━━━ PAGE EXTRACT

Despite its potential, traditional FL approaches face several limitations in heterogeneous IoT environments. A key challenge is the high round time that represents the total time for completing an iteration of the FL process. A round time is composed of three parts, including the server distributing the global model to selected devices, the local training performed on each device, and the subsequent uploading of locally updated models back to the server for aggregation. In heterogeneous IoT settings, slower devices (or stragglers) can significantly prolong the round time, therefore delaying convergence [8]. This delay not only affects overall efficiency but also increases energy consumption and resource usage for resource-constrained devices. Furthermore, the computational and communication overhead imposed by centralized FL methods remains burdensome, limiting their practicality in such environments [9].

━━━━━━

▸ TASKS:
1. In the federated learning passage, what three parts make up a round time?
2. Decide whether each statement agrees with the federated learning passage. Answer yes or no, and quote the words that decide it.
(a) Slower devices can shorten the round time.
(b) The delay increases energy consumption for resource-constrained devices.
(c) The overhead of centralized FL methods is described as minor.
3. Write the next part of the federated learning passage, picking up after its last sentence.

━━━ DATA RECORDS

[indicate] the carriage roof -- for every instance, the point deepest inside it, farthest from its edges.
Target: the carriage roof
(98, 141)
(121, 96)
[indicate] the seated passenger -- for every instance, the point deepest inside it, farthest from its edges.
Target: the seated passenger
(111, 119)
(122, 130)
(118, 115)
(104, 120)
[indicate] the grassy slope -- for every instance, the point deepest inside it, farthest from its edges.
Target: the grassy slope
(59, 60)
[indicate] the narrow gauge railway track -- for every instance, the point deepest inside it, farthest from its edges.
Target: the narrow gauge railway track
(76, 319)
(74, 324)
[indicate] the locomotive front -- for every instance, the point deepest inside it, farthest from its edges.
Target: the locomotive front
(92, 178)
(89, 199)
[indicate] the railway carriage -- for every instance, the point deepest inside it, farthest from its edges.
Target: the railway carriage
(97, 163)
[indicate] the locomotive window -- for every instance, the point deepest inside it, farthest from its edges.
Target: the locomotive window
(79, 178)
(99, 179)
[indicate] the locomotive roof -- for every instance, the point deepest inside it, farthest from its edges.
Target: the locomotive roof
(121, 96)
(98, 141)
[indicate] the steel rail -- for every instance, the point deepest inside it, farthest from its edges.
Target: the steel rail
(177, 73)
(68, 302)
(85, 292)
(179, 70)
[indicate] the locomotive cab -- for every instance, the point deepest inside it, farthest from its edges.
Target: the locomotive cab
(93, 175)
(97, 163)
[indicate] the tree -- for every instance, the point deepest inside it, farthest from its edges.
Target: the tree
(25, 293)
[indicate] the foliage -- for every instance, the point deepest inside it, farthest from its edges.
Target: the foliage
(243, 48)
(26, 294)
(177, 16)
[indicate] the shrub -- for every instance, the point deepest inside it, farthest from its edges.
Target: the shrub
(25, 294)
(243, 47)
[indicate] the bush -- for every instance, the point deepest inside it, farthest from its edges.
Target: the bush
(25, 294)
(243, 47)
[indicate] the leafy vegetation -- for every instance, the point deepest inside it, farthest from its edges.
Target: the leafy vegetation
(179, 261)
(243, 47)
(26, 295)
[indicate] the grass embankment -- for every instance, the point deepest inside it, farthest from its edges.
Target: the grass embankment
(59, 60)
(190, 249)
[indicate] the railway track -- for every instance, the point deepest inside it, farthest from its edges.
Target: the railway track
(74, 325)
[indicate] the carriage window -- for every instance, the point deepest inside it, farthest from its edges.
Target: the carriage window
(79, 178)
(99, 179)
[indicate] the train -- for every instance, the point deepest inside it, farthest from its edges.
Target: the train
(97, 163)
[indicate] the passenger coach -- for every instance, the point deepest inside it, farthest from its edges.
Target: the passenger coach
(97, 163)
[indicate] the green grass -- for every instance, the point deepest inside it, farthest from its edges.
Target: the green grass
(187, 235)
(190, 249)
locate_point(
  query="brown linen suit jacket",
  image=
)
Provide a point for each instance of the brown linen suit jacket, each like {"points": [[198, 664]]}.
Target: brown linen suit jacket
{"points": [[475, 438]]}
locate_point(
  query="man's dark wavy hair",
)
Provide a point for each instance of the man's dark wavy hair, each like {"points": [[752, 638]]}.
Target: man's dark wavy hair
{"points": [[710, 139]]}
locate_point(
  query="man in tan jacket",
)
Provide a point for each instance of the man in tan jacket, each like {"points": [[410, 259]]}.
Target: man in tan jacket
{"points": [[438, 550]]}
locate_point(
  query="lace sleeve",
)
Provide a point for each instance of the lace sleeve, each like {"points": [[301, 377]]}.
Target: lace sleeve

━━━━━━

▸ RESULTS FOR THE EXERCISE:
1. The server distributing the global model to selected devices, the local training on each device, and the uploading of locally updated models back to the server for aggregation.

2.
(a) No: "slower devices (or stragglers) can significantly prolong the round time"
(b) Yes: "increases energy consumption and resource usage for resource-constrained devices"
(c) No: "the computational and communication overhead imposed by centralized FL methods remains burdensome"

3.
To this end, hierarchical federated learning (HFL) frameworks have emerged as a promising approach to address these challenges [10,11], such as HierFAVG [12]. By introducing intermediate aggregation layers (e.g., edge servers), compared to FedAvg, HFL reduces communication overhead to the central cloud and enables localized aggregation, therefore improving scalability and resource utilization. Nevertheless, most existing HFL solutions focus on architectural optimization and ignore critical aspects such as security mechanisms, device heterogeneity, and asynchronous coordination [13]. These limitations leave gaps in ensuring both privacy and efficiency under highly dynamic and heterogeneous IoT conditions.

Strengthening the privacy mechanisms employed in FL has led to the proposal of several advanced techniques, such as homomorphic encryption, secure multi-party computation (SMPC), and differential privacy have been proposed [14,15,16]. Although these methods provide strong security guarantees, they impose significant computational and storage requirements, making them impractical for IoT devices [17,18]. Furthermore, these techniques may degrade model accuracy due to the added computational complexity and data perturbation, which is particularly problematic for high-precision tasks like anomaly detection or medical monitoring in IoT-based healthcare [19].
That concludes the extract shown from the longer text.